Document passage:
----------------------------------------
NVEC
Published on 05/06/2026 at 04:45 pm EDT - Modified on 05/06/2026 at 04:46 pm EDT
MANAGEMENT'S DISCUSSION AND ANALYSIS OF FINANCIAL CONDITION AND RESULTS OF OPERATIONS.
You should read this discussion together with our Financial Statements and Notes included elsewhere in this Report. In addition to historical information, the following discussion contains forward-looking information that involves risks and uncertainties. Our actual future results could differ materially from those presently anticipated due to a variety of factors, including those discussed in Item 1A of this Report.
General
We develop and sell devices that use "spintronics," a nanotechnology that relies on electron spin rather than electron charge to acquire, store, and transmit information. We manufacture high-performance spintronic products including sensors and couplers to revolutionize data sensing and transmission. We also receive contracts for research and development and are a licensor of spintronic magnetoresistive random access memory technology, commonly known as MRAM.
Application of Critical Accounting Policies and Estimates
In accordance with SEC guidance, those material accounting policies that we believe are the most critical to an investor's understanding of our financial results and condition and require complex management judgment are discussed below.
Marketable Securities
Marketable securities consist of debt investments and are recorded at their estimated fair value. Debt securities are considered available for sale. Unrealized holding gains and losses on available-for-sale debt securities are excluded from earnings and are reported as a separate component of accumulated other comprehensive income until realized. The costs of available-for-sale debt marketable securities are determined by specific identification for purposes of computing unrealized and realized gains and losses.
----------------------------------------
Given material:
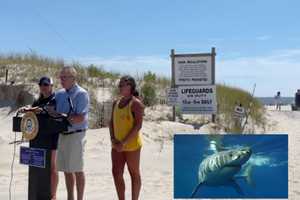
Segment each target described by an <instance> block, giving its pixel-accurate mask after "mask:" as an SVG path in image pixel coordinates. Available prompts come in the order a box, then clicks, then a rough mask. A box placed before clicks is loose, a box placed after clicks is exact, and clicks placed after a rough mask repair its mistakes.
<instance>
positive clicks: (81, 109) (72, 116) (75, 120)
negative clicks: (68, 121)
----------------------------------------
Questions:
**1)** In the management's discussion, take everything from "You should read" down to "of this Report." and write it out again, swapping "materially" for "significantly".
**2)** According to the management's discussion, what does spintronics rely on instead of electron charge?
**3)** Write the next part of the management's discussion, picking up after its last sentence.

Results of the exercise:
**1)**
You should read this discussion together with our Financial Statements and Notes included elsewhere in this Report. In addition to historical information, the following discussion contains forward-looking information that involves risks and uncertainties. Our actual future results could differ significantly from those presently anticipated due to a variety of factors, including those discussed in Item 1A of this Report.

**2)** Electron spin.

**3)**
Available-for-sale debt marketable securities are classified as short-term or long-term on the balance sheet based on their maturity date or expectations regarding future sales. We evaluated the available-for-sale debt securities for impairment and available-for-sale debt securities in loss position for greater than twelve months during fiscal 2026 and 2025.
We monitor our debt marketable securities to determine whether a loss exists related to the credit quality of the issuer. If the present value of the cash flows expected to be collected from the security is less than the amortized cost basis of the security, then a credit loss exists and an allowance against the security for credit losses is recorded. The allowance is limited to the amount by which fair value is below amortized cost, recognizing that the investment could be sold at fair value. Credit losses continue to be remeasured in subsequent reporting periods. Credit losses and recoveries related to debt securities are included in other income (expenses) in the income statement. When developing an estimate of expected credit losses, we consider all relevant information including, historical experience, current conditions and reasonable forecast of expected future cash flows. There were no credit losses and recoveries during fiscal 2026 or 2025.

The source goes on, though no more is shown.